• EXTRAIT DU TEXTE:
══════

Chroniques

Penser une transition juste

L’ACTUALITÉ AU PRISME DE LA PHILOSOPHIE

La réflexion sur la notion de «transition juste» est une question qui a pris de l’importance dans le contexte des enjeux sociaux liés aux changements climatiques et environnementaux. L’écopédagogie constitue une des approches pertinentes pour aborder cette thématique.

La percée de la «transition juste»

La notion de transition juste est apparue aux Etats-Unis à l’initiative d’organisations syndicales dans les années 1990 pour penser l’impact des questions environnementales sur les travailleurs et les travailleuses. Ces impacts, divers, peuvent être rattachés à des conséquences en matière de santé ou encore à des disparitions d’emplois liées à l’épuisement des ressources ou à des industries jugées trop polluantes. Reprise par la suite par des syndicats européens, la notion de transition juste se trouve maintenant au cœur des discussions publiques sur la transition écologique.

Outre l’impact sur les travailleur·euses, la question de la transition juste se pose également à un niveau international. Les conférences de chercheurs et chercheuses – en particulier des juristes anglo-saxons – sur la justice climatique insistent sur le caractère déséquilibré des responsabilités et des victimes. Du côté des émissions de gaz à effet de serre, historiquement, les pays du Nord global ont un poids prépondérant. Aujourd’hui, les puissances émergentes, comme la Chine, pèsent également significativement. Mais il ne faut pas oublier, comme le souligne le géographe Andreas Malm, que si la Chine émet autant de gaz à effet de serre, c’est pour produire des biens demandés principalement par les consommateurs et consommatrices des classes moyennes et supérieures des pays du Nord. A l’inverse, les chercheur·euses soulignent que ce sont bien souvent les populations du monde ayant le moins d’impact sur le plan écologique qui seront les plus touchées négativement par les changements climatiques et environnementaux. Ces juristes essaient de faire émerger de nouveaux droits au niveau international en faveur des populations les plus impactées. A l’inverse, délaissant ces dimensions de la réalité socio-historique, certain·es s’attachent davantage au poids de la natalité des pays du Sud qu’aux modes de vie des pays du Nord.

══════

• INFORMATIONS AFFICHÉES:

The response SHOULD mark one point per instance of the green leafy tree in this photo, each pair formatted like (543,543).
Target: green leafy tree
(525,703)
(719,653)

══════

• OBJECTIF VISÉ: Relevez, dans l'extrait sur la transition juste, chacun des impacts des questions environnementales sur les travailleurs et les travailleuses que le texte mentionne.

• RÉSULTAT ATTENDU:
- des conséquences en matière de santé
- des disparitions d'emplois liées à l'épuisement des ressources
- des disparitions d'emplois liées à des industries jugées trop polluantes